**YOUR INSTRUCTIONS**
Tally the lines containing "Format" in this data. Respond with the tally alone.

**PROVIDED MATERIAL**
((
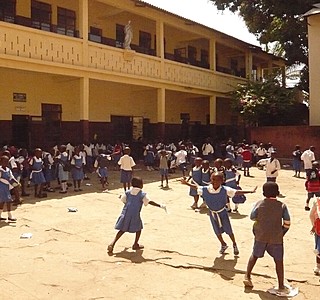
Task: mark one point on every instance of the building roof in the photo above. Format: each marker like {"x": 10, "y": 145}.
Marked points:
{"x": 313, "y": 11}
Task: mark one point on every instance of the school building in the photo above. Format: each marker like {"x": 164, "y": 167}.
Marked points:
{"x": 65, "y": 75}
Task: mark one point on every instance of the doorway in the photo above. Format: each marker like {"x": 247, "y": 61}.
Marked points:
{"x": 20, "y": 131}
{"x": 121, "y": 128}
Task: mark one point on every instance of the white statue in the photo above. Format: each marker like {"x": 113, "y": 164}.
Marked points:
{"x": 127, "y": 36}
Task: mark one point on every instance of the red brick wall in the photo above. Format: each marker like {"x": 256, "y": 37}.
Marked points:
{"x": 284, "y": 138}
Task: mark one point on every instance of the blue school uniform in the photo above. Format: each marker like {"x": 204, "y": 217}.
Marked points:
{"x": 231, "y": 181}
{"x": 216, "y": 202}
{"x": 206, "y": 174}
{"x": 77, "y": 167}
{"x": 37, "y": 176}
{"x": 196, "y": 174}
{"x": 130, "y": 220}
{"x": 6, "y": 178}
{"x": 63, "y": 160}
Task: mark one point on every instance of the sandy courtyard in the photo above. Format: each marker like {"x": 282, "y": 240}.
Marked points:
{"x": 66, "y": 256}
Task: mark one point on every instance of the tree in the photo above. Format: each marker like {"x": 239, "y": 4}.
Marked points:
{"x": 267, "y": 104}
{"x": 274, "y": 21}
))
**SOLUTION**
8